_INPUT DATA_
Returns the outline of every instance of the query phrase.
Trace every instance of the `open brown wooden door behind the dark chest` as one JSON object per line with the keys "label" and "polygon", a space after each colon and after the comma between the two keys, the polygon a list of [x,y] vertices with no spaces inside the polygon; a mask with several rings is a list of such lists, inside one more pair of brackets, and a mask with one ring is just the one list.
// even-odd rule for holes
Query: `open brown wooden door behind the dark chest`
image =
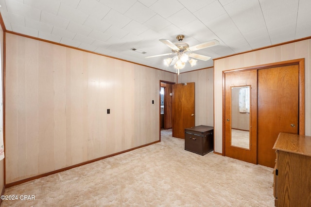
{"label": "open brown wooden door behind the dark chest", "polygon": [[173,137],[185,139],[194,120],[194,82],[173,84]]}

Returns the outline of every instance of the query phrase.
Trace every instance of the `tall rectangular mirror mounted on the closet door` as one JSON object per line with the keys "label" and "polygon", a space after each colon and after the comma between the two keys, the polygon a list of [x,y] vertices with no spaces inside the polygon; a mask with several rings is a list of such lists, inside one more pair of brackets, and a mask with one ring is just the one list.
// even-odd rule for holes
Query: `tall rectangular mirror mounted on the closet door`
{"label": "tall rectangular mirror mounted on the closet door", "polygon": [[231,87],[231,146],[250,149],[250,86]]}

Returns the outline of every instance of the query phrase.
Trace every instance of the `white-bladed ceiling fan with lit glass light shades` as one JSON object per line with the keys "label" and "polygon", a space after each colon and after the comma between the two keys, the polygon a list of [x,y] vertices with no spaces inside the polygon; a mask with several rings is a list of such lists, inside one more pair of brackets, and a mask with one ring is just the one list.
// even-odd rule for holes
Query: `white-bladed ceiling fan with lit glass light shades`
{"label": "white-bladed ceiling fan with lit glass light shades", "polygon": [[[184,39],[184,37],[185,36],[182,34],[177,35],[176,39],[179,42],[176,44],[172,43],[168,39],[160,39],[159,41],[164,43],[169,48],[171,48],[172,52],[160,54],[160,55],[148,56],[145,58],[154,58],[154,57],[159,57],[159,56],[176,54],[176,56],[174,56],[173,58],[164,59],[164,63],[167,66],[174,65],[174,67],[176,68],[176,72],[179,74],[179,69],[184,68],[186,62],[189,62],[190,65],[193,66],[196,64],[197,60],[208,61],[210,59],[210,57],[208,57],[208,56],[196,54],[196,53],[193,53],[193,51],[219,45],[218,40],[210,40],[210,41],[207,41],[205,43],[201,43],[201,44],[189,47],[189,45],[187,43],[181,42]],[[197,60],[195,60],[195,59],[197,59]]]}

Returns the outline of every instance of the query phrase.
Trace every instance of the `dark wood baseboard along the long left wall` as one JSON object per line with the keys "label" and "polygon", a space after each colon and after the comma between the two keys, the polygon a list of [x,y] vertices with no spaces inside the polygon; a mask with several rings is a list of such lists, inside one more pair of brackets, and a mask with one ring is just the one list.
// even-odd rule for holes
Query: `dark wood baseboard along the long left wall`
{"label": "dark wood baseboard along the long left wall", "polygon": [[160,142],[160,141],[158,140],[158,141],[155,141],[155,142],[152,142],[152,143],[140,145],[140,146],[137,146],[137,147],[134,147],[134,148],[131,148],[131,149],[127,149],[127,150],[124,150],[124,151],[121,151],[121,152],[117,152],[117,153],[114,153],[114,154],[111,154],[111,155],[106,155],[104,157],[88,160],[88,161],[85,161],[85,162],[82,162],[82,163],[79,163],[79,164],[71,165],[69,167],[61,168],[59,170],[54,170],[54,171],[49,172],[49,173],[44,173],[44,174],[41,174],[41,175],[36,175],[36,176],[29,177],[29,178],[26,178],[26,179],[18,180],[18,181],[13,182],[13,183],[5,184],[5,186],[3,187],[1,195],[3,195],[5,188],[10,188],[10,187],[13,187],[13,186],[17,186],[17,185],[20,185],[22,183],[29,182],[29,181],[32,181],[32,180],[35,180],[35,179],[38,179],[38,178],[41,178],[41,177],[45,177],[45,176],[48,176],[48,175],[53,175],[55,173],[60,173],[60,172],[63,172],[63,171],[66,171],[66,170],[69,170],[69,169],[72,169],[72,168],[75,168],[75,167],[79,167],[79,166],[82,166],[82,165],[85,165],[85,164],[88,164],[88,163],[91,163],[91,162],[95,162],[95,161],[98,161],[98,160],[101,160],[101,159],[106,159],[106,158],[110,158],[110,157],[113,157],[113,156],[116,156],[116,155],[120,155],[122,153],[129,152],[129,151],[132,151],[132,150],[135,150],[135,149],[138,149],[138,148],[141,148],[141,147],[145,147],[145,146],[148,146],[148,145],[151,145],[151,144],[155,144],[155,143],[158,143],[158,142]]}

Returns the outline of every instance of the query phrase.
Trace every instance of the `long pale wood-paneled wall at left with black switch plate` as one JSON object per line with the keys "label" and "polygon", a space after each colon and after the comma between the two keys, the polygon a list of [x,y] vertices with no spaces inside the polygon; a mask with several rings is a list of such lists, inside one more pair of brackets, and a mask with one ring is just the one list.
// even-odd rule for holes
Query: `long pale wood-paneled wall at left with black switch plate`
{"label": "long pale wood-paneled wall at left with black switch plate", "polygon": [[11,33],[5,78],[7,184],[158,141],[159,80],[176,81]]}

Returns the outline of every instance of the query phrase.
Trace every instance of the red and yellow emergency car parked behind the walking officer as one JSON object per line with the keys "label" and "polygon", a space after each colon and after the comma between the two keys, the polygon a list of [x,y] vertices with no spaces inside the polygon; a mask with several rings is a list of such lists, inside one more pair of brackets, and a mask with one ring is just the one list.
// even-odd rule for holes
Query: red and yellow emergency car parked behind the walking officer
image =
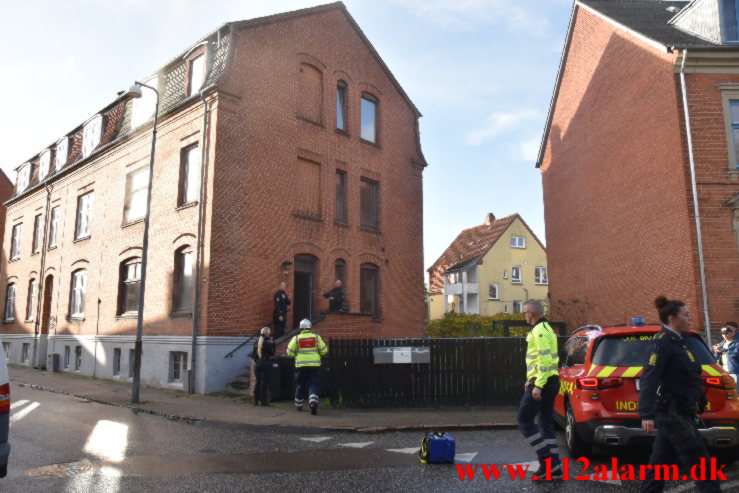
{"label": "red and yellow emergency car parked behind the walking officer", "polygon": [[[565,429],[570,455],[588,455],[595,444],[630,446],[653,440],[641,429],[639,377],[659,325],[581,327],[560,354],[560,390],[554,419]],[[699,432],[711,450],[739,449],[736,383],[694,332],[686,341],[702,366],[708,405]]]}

* * *

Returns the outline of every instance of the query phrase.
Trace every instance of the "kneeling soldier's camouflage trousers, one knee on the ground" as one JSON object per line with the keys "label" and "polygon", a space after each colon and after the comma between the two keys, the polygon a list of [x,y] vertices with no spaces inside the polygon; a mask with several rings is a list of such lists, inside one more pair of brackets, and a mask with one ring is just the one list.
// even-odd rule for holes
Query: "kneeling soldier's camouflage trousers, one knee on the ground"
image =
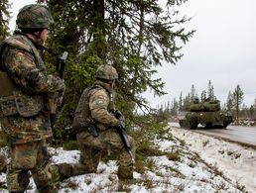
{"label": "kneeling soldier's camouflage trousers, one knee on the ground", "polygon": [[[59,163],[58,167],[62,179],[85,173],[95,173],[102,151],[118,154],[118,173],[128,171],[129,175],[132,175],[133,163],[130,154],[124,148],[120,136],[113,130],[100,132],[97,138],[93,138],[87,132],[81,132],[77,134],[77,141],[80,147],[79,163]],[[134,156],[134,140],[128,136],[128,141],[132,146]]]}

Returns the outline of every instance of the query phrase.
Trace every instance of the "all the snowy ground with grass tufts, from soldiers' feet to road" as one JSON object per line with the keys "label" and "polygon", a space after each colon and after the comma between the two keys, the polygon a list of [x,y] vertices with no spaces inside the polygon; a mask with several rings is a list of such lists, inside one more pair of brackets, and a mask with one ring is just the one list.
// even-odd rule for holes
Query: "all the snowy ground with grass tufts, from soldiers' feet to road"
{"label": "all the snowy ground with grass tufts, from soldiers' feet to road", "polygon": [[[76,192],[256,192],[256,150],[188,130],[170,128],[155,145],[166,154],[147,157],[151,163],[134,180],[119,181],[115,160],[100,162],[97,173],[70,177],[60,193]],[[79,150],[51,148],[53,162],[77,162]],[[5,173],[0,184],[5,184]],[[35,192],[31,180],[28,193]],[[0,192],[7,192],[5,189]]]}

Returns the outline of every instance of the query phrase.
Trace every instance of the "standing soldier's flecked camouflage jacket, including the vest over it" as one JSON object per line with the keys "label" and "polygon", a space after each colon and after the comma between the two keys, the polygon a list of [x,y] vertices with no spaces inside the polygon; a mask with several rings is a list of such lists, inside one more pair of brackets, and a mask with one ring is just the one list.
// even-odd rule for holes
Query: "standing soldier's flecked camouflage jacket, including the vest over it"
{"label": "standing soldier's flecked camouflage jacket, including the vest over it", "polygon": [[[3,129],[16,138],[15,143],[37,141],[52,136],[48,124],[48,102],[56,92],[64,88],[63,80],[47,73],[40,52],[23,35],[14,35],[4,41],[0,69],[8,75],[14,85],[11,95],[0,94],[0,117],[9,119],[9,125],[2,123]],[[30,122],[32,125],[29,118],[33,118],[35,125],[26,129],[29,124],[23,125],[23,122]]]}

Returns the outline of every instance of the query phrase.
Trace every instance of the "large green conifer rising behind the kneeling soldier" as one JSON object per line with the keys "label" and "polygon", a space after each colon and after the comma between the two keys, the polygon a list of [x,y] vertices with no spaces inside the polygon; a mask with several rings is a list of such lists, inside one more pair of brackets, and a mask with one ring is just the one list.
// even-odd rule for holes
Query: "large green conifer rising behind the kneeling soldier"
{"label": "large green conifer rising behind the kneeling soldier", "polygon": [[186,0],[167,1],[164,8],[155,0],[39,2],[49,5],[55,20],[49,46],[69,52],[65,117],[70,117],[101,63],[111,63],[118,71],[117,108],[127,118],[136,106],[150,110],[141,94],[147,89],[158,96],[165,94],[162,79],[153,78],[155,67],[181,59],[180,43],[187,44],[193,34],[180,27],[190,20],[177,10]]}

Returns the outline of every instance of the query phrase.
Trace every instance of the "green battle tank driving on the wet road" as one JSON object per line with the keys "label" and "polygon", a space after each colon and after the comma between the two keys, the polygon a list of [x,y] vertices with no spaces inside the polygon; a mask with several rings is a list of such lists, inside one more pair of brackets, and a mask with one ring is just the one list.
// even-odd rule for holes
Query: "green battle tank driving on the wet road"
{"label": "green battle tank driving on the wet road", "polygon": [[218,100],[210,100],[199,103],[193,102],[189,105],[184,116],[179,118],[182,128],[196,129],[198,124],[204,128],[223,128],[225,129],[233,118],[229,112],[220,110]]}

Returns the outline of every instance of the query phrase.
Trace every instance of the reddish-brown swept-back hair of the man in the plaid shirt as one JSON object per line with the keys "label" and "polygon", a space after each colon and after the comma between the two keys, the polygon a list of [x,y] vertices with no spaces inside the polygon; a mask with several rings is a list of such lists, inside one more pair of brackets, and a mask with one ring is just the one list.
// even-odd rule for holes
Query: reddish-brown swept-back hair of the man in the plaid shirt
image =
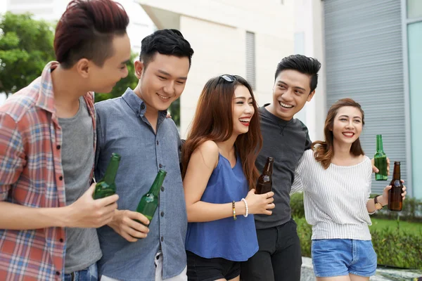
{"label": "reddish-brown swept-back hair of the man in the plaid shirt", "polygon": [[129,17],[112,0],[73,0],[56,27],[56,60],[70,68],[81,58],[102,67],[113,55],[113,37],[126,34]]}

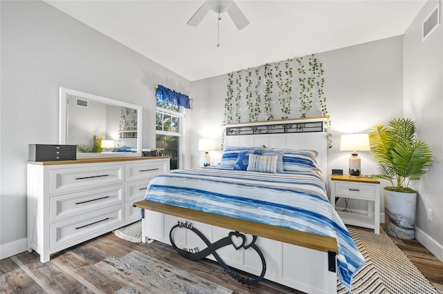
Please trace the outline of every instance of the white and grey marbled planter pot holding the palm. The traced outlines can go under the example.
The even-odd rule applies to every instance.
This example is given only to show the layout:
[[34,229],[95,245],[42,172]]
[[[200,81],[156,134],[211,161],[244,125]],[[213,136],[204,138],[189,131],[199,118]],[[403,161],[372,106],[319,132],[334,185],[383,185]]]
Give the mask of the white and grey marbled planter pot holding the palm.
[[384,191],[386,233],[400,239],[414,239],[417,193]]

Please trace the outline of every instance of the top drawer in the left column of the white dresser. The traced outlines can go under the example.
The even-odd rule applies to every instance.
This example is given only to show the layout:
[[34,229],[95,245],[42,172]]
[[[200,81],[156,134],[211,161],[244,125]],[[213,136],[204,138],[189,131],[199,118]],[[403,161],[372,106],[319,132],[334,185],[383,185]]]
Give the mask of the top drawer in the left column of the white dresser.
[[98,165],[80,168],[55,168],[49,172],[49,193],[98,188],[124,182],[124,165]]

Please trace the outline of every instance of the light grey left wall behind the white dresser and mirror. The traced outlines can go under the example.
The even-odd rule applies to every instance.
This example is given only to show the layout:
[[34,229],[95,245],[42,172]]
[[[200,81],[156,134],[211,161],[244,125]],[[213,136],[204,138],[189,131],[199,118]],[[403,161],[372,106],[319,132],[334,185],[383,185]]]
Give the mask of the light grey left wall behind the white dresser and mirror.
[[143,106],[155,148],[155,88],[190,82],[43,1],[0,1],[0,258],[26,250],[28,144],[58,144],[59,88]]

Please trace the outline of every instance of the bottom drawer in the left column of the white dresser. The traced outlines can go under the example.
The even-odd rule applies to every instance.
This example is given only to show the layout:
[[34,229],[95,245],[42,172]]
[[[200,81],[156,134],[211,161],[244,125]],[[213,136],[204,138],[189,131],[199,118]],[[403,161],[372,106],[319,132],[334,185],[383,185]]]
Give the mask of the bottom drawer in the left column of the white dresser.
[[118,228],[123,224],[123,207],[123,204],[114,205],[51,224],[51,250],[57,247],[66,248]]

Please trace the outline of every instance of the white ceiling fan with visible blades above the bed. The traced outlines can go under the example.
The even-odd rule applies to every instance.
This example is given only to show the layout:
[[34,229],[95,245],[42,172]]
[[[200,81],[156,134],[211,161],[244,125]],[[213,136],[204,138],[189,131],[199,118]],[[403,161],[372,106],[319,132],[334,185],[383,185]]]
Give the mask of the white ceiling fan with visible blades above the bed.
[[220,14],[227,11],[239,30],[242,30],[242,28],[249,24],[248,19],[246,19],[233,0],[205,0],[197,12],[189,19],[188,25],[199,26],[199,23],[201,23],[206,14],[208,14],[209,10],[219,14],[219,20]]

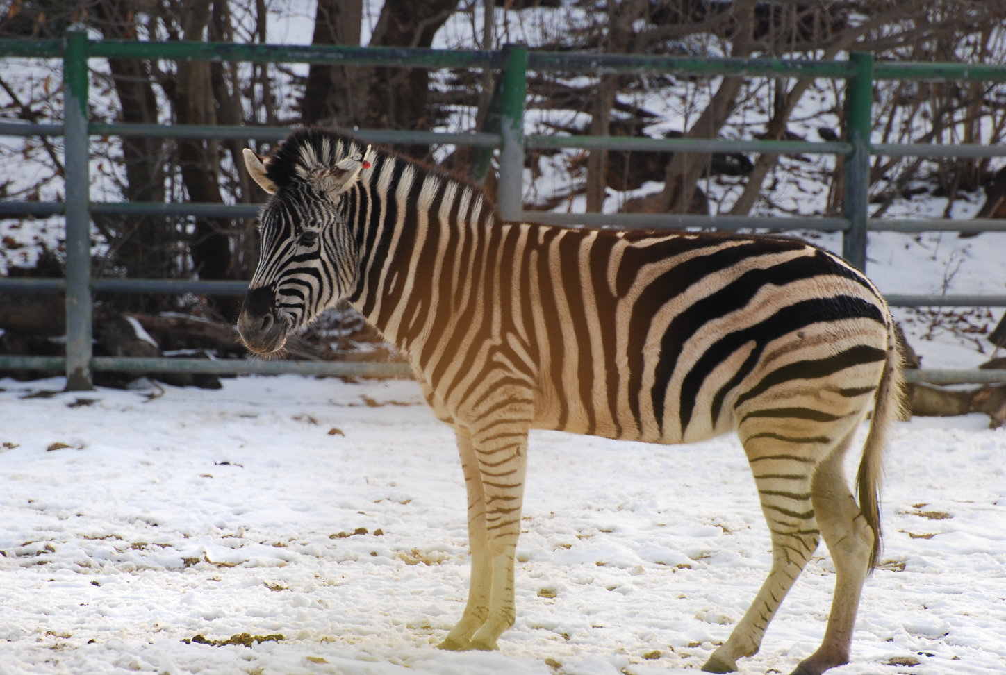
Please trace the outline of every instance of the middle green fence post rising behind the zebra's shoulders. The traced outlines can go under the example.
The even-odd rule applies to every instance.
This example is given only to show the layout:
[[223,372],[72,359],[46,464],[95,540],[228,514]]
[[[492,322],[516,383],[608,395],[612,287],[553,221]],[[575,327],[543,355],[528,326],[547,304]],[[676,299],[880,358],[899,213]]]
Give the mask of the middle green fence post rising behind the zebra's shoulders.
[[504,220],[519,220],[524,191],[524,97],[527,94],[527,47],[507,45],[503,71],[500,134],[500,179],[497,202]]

_DIRECTIONS FOR THIS TASK_
The reply should consist of one number: how many lines of the material contain the word "under".

_RESULT BELOW_
6